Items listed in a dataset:
====================

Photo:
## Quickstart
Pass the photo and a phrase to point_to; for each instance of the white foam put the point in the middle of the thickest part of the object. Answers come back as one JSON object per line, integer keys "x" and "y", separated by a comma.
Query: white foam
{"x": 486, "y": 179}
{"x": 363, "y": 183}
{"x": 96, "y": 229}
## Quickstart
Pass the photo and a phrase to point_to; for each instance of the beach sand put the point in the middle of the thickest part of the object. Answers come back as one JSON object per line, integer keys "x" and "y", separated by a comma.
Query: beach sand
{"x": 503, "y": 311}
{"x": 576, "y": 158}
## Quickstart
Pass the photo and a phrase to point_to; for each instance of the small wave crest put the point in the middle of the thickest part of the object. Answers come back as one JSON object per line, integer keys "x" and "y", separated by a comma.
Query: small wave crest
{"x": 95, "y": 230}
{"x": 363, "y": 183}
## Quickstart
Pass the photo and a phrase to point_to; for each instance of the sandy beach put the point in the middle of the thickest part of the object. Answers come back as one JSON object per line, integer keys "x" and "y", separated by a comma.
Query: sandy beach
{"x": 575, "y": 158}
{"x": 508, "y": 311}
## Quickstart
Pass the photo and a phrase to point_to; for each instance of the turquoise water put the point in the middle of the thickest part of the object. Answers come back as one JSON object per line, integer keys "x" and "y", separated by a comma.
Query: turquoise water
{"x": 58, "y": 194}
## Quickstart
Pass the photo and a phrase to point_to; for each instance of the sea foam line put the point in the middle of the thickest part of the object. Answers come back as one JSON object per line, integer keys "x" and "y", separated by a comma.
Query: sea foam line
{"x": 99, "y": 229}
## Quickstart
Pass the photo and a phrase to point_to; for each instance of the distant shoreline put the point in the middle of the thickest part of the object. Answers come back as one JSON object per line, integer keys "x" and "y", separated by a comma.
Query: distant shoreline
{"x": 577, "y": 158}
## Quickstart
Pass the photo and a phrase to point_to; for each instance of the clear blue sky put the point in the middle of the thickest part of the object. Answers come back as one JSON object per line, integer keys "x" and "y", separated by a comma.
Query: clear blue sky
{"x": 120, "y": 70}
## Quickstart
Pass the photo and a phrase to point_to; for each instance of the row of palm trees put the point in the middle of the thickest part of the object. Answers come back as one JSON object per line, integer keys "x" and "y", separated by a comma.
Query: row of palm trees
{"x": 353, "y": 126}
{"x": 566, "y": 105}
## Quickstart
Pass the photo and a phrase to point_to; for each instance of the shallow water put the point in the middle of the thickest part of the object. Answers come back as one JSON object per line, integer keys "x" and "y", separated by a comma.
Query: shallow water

====================

### ACTION ITEM
Your task is to set down exactly the lines from the line containing "palm trees put" to the end of the data above, including both ends.

### WRITTEN ANSWER
Pass the photo and a phrase to point_to; for each instance of the row of palm trees put the point in the middle of the thickest part of the object. Answers come back as one JSON object per line, integer keys "x" and "y", separated by a comma.
Query: row of palm trees
{"x": 353, "y": 126}
{"x": 566, "y": 105}
## Quickstart
Pass the photo and a phrase to point_to; for each instance of the shallow water put the point in the middle of the thickest part of the object. Answers come back as one JSON object per line, integer keys "x" and "y", separated by a comma.
Query: shallow water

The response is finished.